**Written task 1**
Can you output the passage about exploration in the game verbatim, starting at "I think, however, we're" and ending at "that, urban exploring."?
**Written task 2**
Will you return every line of the entries below, unchanged and in order?

I think, however, we're getting two different versions of exploration being mixed up in here. On is the version of exploration that badge hunting promotes, where the player is placed in a familiar, "in-control" world which nevertheless has lots and lots of hidden easter eggs for the player to find and enjoy. The Developers' Lounge in Faultline is a perfect example, but hardly the only one. Plenty of CoV rooftops have an old chair, a barrel with a TV on top of it and loads of beer bottles strewn around as though a bum were squatting there. Places of that nature are fairly widespread. This is, to call it that, urban exploring.
There is, however, another type of exploration that we actually lack in a big way. This is what I'd call the outdoorsman style exploration, where the player goes to a place that isn't simply hidden just off the side of the beaten path, but going quite literally far away from civilization. In fact, plenty of backpackers do just that in real life - pack their bags and head off into the forest or into the mountains. There doesn't really have to be anything particular to explore or see (though untamed nature usually provides regardless), but rather it's the sense of being far away from anybody else that is the real draw. Now, I'm too much of a sissy to do something like that in actual real life, but I can certainly appreciate the sensation in a virtual world.

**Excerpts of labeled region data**
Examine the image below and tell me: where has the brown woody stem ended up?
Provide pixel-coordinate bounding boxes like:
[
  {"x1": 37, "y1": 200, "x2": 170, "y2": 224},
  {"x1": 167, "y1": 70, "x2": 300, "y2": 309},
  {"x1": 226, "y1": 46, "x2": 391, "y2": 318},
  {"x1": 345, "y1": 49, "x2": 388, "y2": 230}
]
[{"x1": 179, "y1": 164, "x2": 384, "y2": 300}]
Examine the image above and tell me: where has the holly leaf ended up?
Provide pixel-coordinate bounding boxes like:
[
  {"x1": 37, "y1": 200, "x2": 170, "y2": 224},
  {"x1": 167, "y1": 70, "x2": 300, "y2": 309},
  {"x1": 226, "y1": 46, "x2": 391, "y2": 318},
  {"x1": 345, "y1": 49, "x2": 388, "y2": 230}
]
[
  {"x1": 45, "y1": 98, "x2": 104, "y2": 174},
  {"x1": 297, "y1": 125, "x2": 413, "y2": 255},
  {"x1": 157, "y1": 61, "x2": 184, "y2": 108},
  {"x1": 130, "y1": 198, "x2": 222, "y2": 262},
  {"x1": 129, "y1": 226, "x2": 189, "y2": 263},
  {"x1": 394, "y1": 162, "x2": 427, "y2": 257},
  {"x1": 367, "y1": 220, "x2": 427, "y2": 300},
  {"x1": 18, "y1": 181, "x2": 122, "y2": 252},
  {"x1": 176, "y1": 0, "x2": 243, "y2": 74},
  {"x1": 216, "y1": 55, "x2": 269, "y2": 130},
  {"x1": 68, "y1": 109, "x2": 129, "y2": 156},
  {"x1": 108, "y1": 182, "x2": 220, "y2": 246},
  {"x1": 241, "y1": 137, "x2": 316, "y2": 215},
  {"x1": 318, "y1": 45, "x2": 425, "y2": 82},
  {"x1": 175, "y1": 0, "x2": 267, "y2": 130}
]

**Correct result 1**
I think, however, we're getting two different versions of exploration being mixed up in here. On is the version of exploration that badge hunting promotes, where the player is placed in a familiar, "in-control" world which nevertheless has lots and lots of hidden easter eggs for the player to find and enjoy. The Developers' Lounge in Faultline is a perfect example, but hardly the only one. Plenty of CoV rooftops have an old chair, a barrel with a TV on top of it and loads of beer bottles strewn around as though a bum were squatting there. Places of that nature are fairly widespread. This is, to call it that, urban exploring.

**Correct result 2**
Examine the image below and tell me: where has the brown woody stem ended up?
Provide pixel-coordinate bounding boxes like:
[
  {"x1": 37, "y1": 200, "x2": 170, "y2": 224},
  {"x1": 167, "y1": 70, "x2": 300, "y2": 309},
  {"x1": 226, "y1": 46, "x2": 391, "y2": 318},
  {"x1": 345, "y1": 49, "x2": 388, "y2": 230}
]
[{"x1": 179, "y1": 164, "x2": 384, "y2": 300}]
Examine the image above and tell me: where has the holly leaf ended up?
Provide pixel-coordinate bounding boxes like:
[
  {"x1": 37, "y1": 200, "x2": 170, "y2": 224},
  {"x1": 167, "y1": 70, "x2": 300, "y2": 309},
  {"x1": 226, "y1": 46, "x2": 391, "y2": 318},
  {"x1": 345, "y1": 49, "x2": 388, "y2": 230}
]
[
  {"x1": 45, "y1": 98, "x2": 104, "y2": 174},
  {"x1": 297, "y1": 125, "x2": 413, "y2": 255},
  {"x1": 157, "y1": 61, "x2": 184, "y2": 108},
  {"x1": 130, "y1": 198, "x2": 222, "y2": 262},
  {"x1": 129, "y1": 226, "x2": 189, "y2": 263},
  {"x1": 394, "y1": 162, "x2": 427, "y2": 257},
  {"x1": 367, "y1": 220, "x2": 427, "y2": 300},
  {"x1": 18, "y1": 181, "x2": 122, "y2": 252},
  {"x1": 176, "y1": 0, "x2": 243, "y2": 74},
  {"x1": 216, "y1": 55, "x2": 269, "y2": 130},
  {"x1": 68, "y1": 109, "x2": 129, "y2": 156},
  {"x1": 108, "y1": 182, "x2": 220, "y2": 246},
  {"x1": 241, "y1": 137, "x2": 316, "y2": 215},
  {"x1": 318, "y1": 45, "x2": 425, "y2": 82},
  {"x1": 175, "y1": 0, "x2": 267, "y2": 130}
]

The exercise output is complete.